THE REQUEST —
Rewrite the material below, changing every "one per line" to "one on each line" and leaving everything else as it is.

RECORDS PROVIDED —
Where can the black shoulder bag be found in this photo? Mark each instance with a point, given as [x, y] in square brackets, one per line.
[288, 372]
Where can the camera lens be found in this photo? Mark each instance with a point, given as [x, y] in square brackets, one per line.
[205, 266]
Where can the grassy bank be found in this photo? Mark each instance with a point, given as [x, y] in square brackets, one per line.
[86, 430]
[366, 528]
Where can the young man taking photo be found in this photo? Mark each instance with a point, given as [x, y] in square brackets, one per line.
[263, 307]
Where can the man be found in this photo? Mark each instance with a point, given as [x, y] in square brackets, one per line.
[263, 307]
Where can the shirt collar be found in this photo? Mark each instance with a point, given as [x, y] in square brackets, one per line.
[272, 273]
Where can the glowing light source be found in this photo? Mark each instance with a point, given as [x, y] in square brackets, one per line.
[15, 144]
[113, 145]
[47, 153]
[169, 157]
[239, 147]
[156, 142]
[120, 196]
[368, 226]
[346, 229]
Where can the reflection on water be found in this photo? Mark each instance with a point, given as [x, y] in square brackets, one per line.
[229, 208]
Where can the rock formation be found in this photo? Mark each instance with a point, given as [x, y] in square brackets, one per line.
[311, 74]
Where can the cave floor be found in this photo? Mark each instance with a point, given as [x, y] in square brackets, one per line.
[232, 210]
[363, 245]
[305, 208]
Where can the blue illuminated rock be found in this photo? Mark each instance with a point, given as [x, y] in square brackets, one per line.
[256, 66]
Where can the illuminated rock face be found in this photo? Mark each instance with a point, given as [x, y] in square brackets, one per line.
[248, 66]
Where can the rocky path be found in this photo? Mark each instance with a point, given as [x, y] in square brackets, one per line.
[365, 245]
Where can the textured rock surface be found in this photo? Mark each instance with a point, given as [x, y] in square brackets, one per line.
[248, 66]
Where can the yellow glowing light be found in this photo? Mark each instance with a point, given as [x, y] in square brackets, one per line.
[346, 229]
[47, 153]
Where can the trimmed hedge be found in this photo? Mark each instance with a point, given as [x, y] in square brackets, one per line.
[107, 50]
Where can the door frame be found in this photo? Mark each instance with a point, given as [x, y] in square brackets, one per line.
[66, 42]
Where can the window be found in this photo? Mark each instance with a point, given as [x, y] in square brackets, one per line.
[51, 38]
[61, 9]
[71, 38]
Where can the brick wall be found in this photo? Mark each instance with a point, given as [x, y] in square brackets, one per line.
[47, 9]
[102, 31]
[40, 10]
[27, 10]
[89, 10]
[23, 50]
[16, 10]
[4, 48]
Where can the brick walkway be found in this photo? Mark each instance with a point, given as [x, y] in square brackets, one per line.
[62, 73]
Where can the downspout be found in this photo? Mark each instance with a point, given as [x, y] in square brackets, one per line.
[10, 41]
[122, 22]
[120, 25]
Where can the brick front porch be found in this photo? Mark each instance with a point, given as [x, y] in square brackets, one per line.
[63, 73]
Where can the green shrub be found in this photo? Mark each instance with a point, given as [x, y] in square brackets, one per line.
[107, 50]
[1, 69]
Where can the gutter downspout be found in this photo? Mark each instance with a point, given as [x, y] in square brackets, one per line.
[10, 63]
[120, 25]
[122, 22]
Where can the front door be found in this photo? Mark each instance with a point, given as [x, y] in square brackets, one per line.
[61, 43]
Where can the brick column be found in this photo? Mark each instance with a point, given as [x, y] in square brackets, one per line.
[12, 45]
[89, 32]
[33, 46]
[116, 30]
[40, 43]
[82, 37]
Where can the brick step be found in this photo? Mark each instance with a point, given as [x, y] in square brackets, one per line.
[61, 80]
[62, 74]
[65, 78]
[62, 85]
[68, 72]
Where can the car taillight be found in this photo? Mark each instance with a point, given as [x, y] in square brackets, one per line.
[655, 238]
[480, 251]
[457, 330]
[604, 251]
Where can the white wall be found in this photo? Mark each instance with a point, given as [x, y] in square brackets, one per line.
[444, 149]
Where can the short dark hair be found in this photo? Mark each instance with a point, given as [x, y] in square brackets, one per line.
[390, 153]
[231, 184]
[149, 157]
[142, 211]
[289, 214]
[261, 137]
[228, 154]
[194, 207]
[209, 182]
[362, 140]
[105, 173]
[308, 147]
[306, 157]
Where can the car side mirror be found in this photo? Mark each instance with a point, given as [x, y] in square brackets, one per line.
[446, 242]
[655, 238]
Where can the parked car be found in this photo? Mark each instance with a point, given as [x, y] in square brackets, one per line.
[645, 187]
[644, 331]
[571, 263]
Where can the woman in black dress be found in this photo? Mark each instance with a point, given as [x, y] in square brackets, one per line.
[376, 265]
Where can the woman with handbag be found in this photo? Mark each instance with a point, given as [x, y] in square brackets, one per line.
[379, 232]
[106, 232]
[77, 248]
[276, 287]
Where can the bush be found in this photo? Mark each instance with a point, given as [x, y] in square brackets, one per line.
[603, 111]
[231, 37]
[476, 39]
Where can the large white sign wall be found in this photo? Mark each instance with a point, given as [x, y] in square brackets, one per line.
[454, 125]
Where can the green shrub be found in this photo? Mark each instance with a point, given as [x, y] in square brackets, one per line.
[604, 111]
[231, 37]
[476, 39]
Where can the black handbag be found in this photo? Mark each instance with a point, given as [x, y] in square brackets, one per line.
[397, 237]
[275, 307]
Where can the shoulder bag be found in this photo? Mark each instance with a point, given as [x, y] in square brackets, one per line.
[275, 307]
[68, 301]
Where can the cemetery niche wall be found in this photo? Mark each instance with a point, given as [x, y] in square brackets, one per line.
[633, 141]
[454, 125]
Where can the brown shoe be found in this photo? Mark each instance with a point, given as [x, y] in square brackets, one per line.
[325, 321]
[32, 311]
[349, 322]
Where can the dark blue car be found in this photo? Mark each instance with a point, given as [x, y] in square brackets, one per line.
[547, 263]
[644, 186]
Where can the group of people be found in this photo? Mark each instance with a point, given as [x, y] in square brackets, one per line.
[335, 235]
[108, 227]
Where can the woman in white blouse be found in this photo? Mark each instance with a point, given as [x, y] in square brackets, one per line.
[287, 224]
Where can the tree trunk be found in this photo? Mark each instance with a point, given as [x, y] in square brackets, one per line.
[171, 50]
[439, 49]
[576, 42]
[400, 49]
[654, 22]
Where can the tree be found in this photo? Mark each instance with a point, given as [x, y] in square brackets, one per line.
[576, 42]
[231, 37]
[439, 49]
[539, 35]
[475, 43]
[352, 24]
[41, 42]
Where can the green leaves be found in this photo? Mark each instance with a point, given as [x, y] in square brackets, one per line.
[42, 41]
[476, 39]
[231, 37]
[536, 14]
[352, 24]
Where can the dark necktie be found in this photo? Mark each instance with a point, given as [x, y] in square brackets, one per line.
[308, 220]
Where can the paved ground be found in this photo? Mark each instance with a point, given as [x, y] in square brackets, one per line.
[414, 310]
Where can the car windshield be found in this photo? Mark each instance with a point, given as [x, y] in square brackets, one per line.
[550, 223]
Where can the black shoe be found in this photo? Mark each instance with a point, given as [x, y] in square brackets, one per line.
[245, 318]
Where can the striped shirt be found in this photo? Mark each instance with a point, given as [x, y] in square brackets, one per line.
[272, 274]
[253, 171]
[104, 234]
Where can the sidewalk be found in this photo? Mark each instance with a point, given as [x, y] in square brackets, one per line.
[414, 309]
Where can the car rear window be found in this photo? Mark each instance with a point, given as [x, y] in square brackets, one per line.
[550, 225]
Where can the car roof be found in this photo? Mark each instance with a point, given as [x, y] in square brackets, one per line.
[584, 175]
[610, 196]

SOLUTION BELOW —
Where can the black shoulder bag be found in this photo? Mark each instance with a point, given as [x, y] in square brackets, one on each line.
[288, 372]
Where can the camera lens be found in this photo? Mark each instance with a point, given as [x, y] in square brackets, one on each line.
[205, 266]
Where can the grassy bank be found in this photo? Mark each instance with a point, given as [x, y] in square brackets, one on each line.
[86, 430]
[366, 528]
Where can the young man taking photo be found in this photo? Mark each instance with a point, given as [x, y] in square brackets, one on each line.
[263, 307]
Where can the man be found in this photo? Mark each instance with a point, given as [x, y] in square brackets, one on each line.
[263, 307]
Where can the shirt collar be found in this photo? Mark each instance with a point, given as [x, y] in square brackets, one on each line.
[272, 273]
Where can the glowing light source be found in this photo? Mark each instance with a point, given as [x, y] in square brackets, one on each line.
[15, 144]
[113, 145]
[47, 153]
[169, 157]
[239, 147]
[156, 142]
[120, 196]
[368, 226]
[346, 229]
Where can the reflection on water be found in this photo? Mark each instance with a point, given as [x, y] in square brackets, one on each line.
[229, 208]
Where can the rock formation be found in this photo? Mark each instance with a point, given as [x, y] in square brackets, one on each line.
[311, 74]
Where can the cave floor be found in this photo? Mark each instance with a point, given as [x, y] in square brackets, one on each line.
[232, 210]
[363, 245]
[305, 208]
Where can the blue illuminated rock be found in this photo? Mark each instance with a point, given as [x, y] in square brackets, one on each line.
[256, 66]
Where can the illuminated rock face be found in this photo? Mark each instance with a point, given as [x, y] in square brackets, one on each line.
[248, 66]
Where can the rocky path be found in this photo? Mark each instance with a point, given as [x, y] in square brackets, one on each line.
[365, 245]
Where can the textured rock surface be found in this photo? Mark each instance with a point, given as [x, y] in square brackets, one on each line.
[248, 66]
Where can the yellow glowing light be found in this photo? Mark each instance with a point, given as [x, y] in square brackets, one on each line.
[346, 229]
[47, 153]
Where can the trimmed hedge be found in this photo? Mark each instance with a point, given as [x, y] in square brackets, one on each line.
[107, 50]
Where can the door frame be found in this photo? Mark each instance with a point, given as [x, y] in square brackets, one on each line.
[66, 42]
Where can the window be found in this photo? Mark each instance with a point, given as [x, y] in square brackets, one on each line.
[51, 38]
[61, 9]
[71, 38]
Where can the brick wall be found in this photo? Mark each instance with a point, given as [x, y] in square brackets, one on each line.
[47, 9]
[102, 31]
[40, 10]
[27, 10]
[89, 10]
[23, 50]
[16, 10]
[4, 48]
Where can the brick walkway be found in this photo? Mark each instance with a point, given as [x, y] in square brackets, one on each line.
[62, 73]
Where can the downspout be found in this photo? Mark each instance with a point, given as [x, y] in square brackets, one on each line.
[10, 41]
[122, 22]
[120, 25]
Where can the brick front porch be found in this photo? Mark each instance with a point, given as [x, y] in square brackets, one on each line.
[63, 73]
Where can the green shrub be found in this photo? Mark each instance with a point, given as [x, y] in square brackets, one on each line.
[107, 50]
[1, 69]
Where can the gutter downspout be found in this photo? Mark each instance with a point, given as [x, y] in square brackets, one on each line.
[10, 63]
[120, 25]
[122, 22]
Where can the front door be found in this photo? Mark each instance with a point, given as [x, y] in square brackets, one on each line.
[61, 43]
Where can the brick column be found in this photo? Mark each instance with a point, given as [x, y] in square brackets, one on each line.
[12, 45]
[89, 32]
[33, 46]
[116, 30]
[40, 43]
[82, 37]
Where can the brick step be found in this photo? Mark each instance with a point, given as [x, y] in square brackets, one on each line.
[61, 80]
[62, 74]
[65, 78]
[62, 85]
[68, 72]
Where can the car taillight be found in this photo? Mark each instance with a point, given as [x, y] in square brackets, one on each line.
[655, 238]
[480, 251]
[457, 330]
[604, 251]
Where can the white wall be found in this photo? Mark each instance with a point, given as [x, y] in square brackets, one on each line.
[444, 149]
Where can the short dark hair be found in this photo? Mark each instance with a point, given as [x, y] in square brackets, one on each line.
[390, 153]
[231, 184]
[149, 157]
[142, 211]
[289, 214]
[261, 137]
[228, 154]
[194, 207]
[209, 182]
[362, 140]
[105, 173]
[308, 147]
[306, 157]
Where can the car side mirror be found in this photo? Mark each instance with a point, given as [x, y] in square brackets, one on each line.
[446, 242]
[655, 238]
Where can the parked car be found in this photo? Mark each instance with a point, given as [x, y] in square brackets, one on each line.
[645, 187]
[644, 331]
[571, 263]
Where can the woman in black dress be found in this photo? Mark each instance with a point, given as [x, y] in square brackets, one on each line.
[376, 265]
Where can the woman with handbag be found in this photo? Mark each instance with a point, given as [x, y] in square brackets, one on each line.
[379, 232]
[106, 232]
[77, 248]
[276, 287]
Where can the bush be found in this photo? Mark each instance with a point, given as [x, y] in square brackets, one on each line.
[603, 111]
[231, 37]
[476, 39]
Where can the large white sign wall be found in this photo? Mark each instance with a point, given as [x, y] in square brackets, one on each line.
[454, 125]
Where can the green shrub be found in this photo? Mark each instance with a point, given as [x, y] in square brackets, one on each line.
[604, 111]
[231, 37]
[476, 39]
Where can the black handbag be found in this photo? Mark each instance with a point, given as [x, y] in square brackets, one on each line.
[397, 237]
[275, 307]
Where can the shoulder bag be found in this photo? Mark each instance with a point, given as [x, y] in square brackets, one on each line.
[275, 307]
[68, 301]
Where can the cemetery niche wall be found in this photo? Mark each instance with a point, given as [x, y] in square brackets, one on each line.
[633, 141]
[454, 125]
Where can the brown shoe be found in this photo? Mark each instance with a point, given as [x, y] in square brackets, one on each line.
[325, 321]
[32, 311]
[349, 322]
Where can the dark blue car be found in this photo? Mark each instance with a point, given as [x, y] in square brackets, one on each line.
[547, 263]
[644, 186]
Where can the group of people be found in this photo? Mark each instance with a point, given as [x, y] in square brackets, one on each line.
[335, 235]
[108, 227]
Where can the woman in white blouse be found in this photo? Mark each instance with a point, given as [x, y] in square brackets, one on each line.
[287, 224]
Where can the tree trunk be found in this photo? Mark each instance with a point, given as [x, y] in square brackets, one on each line.
[171, 50]
[439, 49]
[576, 42]
[400, 49]
[654, 22]
Where can the tree be found in this photo? Mark each instance with a point, given as [x, y] in square brackets, one on each line.
[576, 42]
[231, 37]
[439, 49]
[539, 35]
[475, 43]
[352, 24]
[41, 42]
Where can the green leaves be found in this photo? Mark each instance with a point, given as [x, y] in square brackets, one on each line.
[42, 41]
[476, 39]
[231, 37]
[536, 14]
[352, 24]
Where can the dark necktie be found in this photo? Mark each instance with a point, given as [x, y] in square brackets, one on each line.
[308, 220]
Where can the paved ground be found in this photo? Mark each instance with a point, given as [x, y] in square brackets, one on each line.
[414, 310]
Where can the car windshield be found in this photo? Mark each instance with a point, given as [x, y] in square brackets, one on each line.
[550, 223]
Where can the black shoe be found in this photo? Mark each instance with a point, given as [x, y] in square brackets, one on each line.
[245, 318]
Where can the striped shirt be found in this photo? Mark each instance with a point, given as [x, y] in square brackets, one on each line.
[272, 274]
[253, 171]
[104, 234]
Where can the sidewalk be found in this photo? Mark each instance with a point, given as [x, y] in square brackets, one on each line.
[414, 309]
Where can the car rear window be found in this photo? Mark each instance with a point, given as [x, y] in square brackets, one on each line.
[550, 225]
Where can the car roof be found in this photo? Mark each instance with a point, given as [x, y] in square brackets, one on each line.
[584, 175]
[610, 196]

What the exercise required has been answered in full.